AIM OF THE EXERCISE
Could you write out verbatim the stretch of the records below, from the line containing "Reviewer note: verify that every instance of the chameleon eye" through the line containing "[[114, 117]]", with both of those lines included?

DATA SUPPLIED
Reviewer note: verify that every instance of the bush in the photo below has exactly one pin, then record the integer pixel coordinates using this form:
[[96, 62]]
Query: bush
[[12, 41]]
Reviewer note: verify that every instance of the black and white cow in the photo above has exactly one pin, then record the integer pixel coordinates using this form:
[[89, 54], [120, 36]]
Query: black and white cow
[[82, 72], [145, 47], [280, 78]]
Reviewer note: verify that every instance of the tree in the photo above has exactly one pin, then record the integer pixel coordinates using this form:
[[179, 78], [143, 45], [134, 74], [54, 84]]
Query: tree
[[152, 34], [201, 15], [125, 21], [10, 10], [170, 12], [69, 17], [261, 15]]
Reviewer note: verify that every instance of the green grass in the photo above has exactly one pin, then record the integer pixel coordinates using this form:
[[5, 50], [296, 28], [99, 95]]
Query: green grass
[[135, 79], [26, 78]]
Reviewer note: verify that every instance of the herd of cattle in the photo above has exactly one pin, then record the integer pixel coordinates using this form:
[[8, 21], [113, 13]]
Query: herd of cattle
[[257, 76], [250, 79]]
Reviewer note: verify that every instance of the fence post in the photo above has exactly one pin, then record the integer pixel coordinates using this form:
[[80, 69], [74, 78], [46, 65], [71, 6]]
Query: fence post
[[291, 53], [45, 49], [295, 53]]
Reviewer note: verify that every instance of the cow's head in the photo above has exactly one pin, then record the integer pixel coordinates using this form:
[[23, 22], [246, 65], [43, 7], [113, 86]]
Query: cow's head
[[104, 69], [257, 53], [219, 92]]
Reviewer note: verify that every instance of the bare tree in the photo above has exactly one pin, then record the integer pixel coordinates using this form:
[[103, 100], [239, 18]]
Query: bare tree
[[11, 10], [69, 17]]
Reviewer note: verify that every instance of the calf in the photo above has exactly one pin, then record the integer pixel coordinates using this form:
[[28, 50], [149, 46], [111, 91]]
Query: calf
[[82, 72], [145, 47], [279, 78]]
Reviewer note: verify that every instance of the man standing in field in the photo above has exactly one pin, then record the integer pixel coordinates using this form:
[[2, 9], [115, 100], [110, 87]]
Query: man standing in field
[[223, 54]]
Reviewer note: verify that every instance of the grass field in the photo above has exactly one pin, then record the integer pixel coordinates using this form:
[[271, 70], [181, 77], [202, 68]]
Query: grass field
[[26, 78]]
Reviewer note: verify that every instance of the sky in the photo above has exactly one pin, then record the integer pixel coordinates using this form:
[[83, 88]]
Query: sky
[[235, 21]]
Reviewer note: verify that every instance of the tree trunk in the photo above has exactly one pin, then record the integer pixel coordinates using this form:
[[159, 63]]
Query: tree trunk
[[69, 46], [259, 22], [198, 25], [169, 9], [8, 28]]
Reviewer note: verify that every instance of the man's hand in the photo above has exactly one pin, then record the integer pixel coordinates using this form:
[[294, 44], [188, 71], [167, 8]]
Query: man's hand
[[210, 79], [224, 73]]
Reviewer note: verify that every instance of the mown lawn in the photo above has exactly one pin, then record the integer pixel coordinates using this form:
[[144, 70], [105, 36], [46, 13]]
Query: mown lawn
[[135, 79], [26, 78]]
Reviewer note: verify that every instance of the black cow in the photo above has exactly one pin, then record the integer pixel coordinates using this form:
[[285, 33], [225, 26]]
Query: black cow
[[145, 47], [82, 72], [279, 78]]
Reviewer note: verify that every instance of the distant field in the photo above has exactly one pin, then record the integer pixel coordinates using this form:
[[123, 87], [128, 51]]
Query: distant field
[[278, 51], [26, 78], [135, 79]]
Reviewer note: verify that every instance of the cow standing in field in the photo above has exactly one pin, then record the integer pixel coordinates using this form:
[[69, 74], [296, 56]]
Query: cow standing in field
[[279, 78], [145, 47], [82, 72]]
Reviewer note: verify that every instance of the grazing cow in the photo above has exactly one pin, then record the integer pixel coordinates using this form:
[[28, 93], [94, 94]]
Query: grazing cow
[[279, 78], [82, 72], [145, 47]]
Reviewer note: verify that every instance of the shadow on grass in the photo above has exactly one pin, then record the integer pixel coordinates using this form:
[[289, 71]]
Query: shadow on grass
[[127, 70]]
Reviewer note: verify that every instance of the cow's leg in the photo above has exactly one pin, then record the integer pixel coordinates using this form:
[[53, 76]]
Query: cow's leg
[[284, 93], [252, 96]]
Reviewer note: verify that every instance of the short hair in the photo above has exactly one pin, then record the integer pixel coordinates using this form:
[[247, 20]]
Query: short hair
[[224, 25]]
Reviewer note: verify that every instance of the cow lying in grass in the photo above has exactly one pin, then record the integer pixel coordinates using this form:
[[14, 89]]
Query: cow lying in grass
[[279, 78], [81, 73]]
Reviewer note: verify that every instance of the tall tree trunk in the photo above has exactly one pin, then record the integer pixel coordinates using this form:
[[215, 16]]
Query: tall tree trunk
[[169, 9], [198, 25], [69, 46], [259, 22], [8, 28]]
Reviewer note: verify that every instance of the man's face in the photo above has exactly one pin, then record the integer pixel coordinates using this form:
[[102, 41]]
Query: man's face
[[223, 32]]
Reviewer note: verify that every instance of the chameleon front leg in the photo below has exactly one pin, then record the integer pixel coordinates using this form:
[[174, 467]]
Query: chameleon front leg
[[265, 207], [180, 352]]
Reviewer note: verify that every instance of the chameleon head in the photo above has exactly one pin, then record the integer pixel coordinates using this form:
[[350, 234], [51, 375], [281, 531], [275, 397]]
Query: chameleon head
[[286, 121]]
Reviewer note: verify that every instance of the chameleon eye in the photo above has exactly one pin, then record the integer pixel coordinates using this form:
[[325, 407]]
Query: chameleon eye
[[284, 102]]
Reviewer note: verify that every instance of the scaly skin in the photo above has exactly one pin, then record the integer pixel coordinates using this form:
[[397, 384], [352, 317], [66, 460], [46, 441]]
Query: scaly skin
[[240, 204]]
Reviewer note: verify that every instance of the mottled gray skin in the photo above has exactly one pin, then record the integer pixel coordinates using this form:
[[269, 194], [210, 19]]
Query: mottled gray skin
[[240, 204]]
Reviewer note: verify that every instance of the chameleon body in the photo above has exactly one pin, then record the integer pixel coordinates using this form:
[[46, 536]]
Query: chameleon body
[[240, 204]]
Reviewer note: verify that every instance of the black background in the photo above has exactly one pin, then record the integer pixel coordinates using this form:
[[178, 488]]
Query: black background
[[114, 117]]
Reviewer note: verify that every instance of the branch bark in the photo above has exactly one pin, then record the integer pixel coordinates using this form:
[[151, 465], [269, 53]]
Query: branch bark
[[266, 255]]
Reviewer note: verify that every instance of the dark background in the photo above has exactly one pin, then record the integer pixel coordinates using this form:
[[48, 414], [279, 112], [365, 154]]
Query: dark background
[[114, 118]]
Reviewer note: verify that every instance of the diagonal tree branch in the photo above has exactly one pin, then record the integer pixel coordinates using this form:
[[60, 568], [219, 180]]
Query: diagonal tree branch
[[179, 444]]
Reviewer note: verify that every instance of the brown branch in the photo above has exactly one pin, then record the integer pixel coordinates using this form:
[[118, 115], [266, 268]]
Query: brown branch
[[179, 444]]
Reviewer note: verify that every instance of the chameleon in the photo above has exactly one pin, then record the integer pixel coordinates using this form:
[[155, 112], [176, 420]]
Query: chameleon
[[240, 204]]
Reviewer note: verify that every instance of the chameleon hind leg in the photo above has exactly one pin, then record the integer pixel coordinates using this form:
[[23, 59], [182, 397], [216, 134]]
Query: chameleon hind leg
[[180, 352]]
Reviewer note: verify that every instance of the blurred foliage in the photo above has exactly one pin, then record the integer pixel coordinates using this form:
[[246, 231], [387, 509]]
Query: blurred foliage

ANSWER IN FULL
Reviewer note: verify that every instance of the chameleon eye in the photo above has exactly one pin, then record the integer pixel coordinates using this form:
[[325, 407]]
Query: chameleon eye
[[284, 102]]
Reviewer note: verify that every instance of the scaly skin in the photo above has exactly one pin, then record the integer pixel coordinates using this form:
[[397, 384], [352, 317], [66, 460], [46, 441]]
Query: scaly skin
[[240, 204]]
Reviewer note: verify that every instance of the mottled gray skin in the photo above has exactly one pin, then record the integer pixel coordinates using this form:
[[269, 194], [210, 19]]
Query: mottled gray skin
[[240, 204]]
Reviewer note: verify that every instance of the chameleon body in the photo above has exactly one pin, then record the integer pixel coordinates using this form:
[[46, 536]]
Query: chameleon body
[[240, 204]]
Reviewer note: verify that every instance of the black background in the photo above has exactly one pin, then record the integer pixel coordinates using this form:
[[178, 488]]
Query: black background
[[114, 117]]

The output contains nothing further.